YOUR INSTRUCTIONS —
Once you reach the line containing "point(677, 311)" in the data below, restate each line word for word up to and including the one containing "point(673, 385)".

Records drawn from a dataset
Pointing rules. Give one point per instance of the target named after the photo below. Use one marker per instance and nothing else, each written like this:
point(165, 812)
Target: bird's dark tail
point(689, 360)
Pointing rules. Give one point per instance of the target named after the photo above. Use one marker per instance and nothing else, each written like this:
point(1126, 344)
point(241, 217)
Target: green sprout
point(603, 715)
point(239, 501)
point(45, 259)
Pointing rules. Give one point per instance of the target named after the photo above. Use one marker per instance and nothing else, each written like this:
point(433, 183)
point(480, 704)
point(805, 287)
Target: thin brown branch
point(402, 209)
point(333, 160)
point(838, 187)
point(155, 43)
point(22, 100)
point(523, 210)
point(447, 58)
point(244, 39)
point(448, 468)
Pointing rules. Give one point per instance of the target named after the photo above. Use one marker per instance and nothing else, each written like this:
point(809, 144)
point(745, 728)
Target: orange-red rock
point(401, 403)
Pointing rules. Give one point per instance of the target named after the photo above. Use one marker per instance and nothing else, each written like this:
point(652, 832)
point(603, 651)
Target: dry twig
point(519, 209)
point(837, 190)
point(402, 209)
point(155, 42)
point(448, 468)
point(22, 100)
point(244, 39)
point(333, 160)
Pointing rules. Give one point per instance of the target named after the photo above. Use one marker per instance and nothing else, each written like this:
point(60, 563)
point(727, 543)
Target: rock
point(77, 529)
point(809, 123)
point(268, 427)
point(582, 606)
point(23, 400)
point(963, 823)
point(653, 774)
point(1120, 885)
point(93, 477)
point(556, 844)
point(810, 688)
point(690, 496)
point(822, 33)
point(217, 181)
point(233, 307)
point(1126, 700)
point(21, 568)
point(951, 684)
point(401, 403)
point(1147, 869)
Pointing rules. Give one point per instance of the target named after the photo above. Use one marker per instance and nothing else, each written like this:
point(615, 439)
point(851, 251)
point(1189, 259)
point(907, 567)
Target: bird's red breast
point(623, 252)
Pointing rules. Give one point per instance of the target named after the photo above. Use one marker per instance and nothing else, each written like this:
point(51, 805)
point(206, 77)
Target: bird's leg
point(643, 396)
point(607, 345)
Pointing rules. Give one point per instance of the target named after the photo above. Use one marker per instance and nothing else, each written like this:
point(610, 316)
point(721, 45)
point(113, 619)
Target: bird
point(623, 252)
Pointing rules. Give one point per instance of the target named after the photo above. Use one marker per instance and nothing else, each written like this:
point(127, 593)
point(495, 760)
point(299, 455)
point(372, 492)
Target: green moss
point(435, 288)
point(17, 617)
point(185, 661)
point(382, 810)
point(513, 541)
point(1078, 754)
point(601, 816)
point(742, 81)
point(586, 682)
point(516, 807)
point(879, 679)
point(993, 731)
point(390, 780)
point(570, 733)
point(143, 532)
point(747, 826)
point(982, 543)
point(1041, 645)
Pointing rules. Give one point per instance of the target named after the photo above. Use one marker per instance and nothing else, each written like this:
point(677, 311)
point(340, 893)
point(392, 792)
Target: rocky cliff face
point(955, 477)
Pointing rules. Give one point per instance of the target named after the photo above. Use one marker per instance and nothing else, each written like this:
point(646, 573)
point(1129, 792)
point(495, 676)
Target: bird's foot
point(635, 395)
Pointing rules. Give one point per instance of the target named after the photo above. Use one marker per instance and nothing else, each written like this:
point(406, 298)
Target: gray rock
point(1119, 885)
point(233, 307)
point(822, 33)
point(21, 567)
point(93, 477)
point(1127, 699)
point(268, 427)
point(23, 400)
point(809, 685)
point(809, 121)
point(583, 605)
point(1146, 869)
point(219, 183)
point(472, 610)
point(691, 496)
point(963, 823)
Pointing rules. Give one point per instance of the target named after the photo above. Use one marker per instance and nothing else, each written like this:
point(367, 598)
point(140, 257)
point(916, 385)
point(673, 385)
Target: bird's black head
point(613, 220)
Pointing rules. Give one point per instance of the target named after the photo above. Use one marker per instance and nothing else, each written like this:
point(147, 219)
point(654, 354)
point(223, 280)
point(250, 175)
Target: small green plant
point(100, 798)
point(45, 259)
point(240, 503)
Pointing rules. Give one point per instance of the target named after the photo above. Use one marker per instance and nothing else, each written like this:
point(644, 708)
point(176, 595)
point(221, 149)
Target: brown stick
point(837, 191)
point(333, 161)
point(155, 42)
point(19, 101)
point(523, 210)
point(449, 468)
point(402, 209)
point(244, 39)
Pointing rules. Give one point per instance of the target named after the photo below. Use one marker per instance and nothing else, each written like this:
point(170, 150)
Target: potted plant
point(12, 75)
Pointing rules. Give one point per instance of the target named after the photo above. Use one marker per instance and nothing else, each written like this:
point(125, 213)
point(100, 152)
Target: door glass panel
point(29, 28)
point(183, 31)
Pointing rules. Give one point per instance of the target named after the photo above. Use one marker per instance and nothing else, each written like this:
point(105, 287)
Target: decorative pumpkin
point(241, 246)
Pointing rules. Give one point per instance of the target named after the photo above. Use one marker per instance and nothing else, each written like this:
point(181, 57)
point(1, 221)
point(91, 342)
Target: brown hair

YOUR RESPONSE —
point(677, 311)
point(340, 893)
point(392, 792)
Target: rocky cliff face
point(955, 477)
Pointing rules. Give one point per instance of the target named after the photo above. Use one marker per instance and nothing else, each written like this:
point(646, 573)
point(1129, 792)
point(495, 676)
Target: bird's foot
point(635, 395)
Pointing rules. Give one point per instance of the target named after the photo above. Use one marker per instance and nothing else, each written like this:
point(406, 298)
Target: gray rock
point(1119, 885)
point(233, 307)
point(822, 33)
point(21, 567)
point(93, 477)
point(1127, 699)
point(268, 427)
point(23, 400)
point(809, 685)
point(809, 121)
point(583, 605)
point(1146, 869)
point(219, 183)
point(472, 610)
point(691, 496)
point(963, 823)
Pointing rules. Give one point per instance of the target named after the photo above. Use one marker per instance and nothing else, each written like this:
point(367, 598)
point(140, 257)
point(916, 385)
point(673, 385)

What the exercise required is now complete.